Itens:
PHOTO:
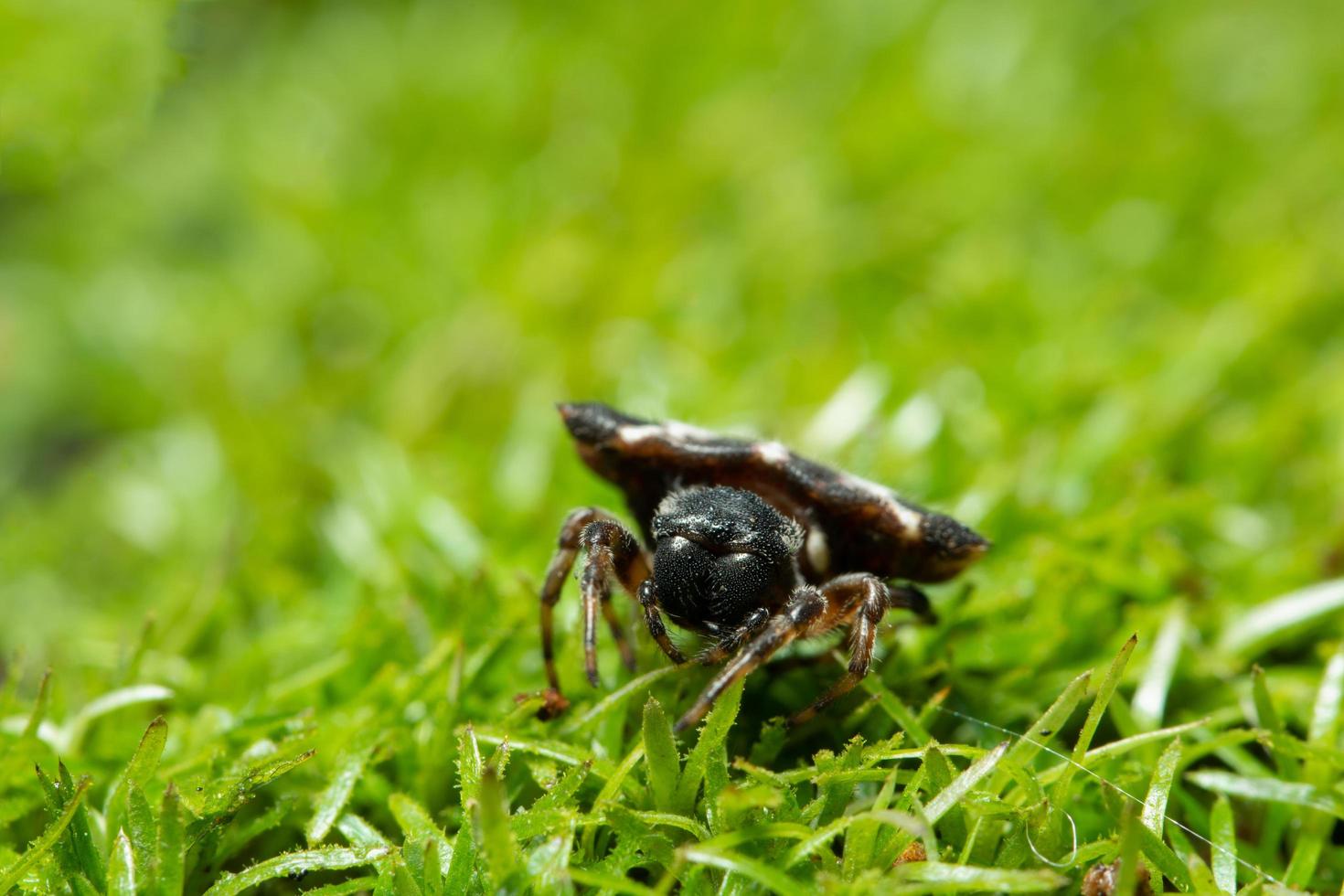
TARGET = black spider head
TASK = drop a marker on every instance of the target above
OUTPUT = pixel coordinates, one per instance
(722, 552)
(949, 549)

Requisitos da tarefa: Você pode atualizar todo o material, trocando "spider" por "ant" e mantendo todo o resto igual, sem incluir as imagens na resposta?

Solução:
PHOTO:
TARGET = black ant head
TASK = drop a marker on every instance of the target above
OUTPUT = pixel coordinates, one per instance
(722, 552)
(949, 549)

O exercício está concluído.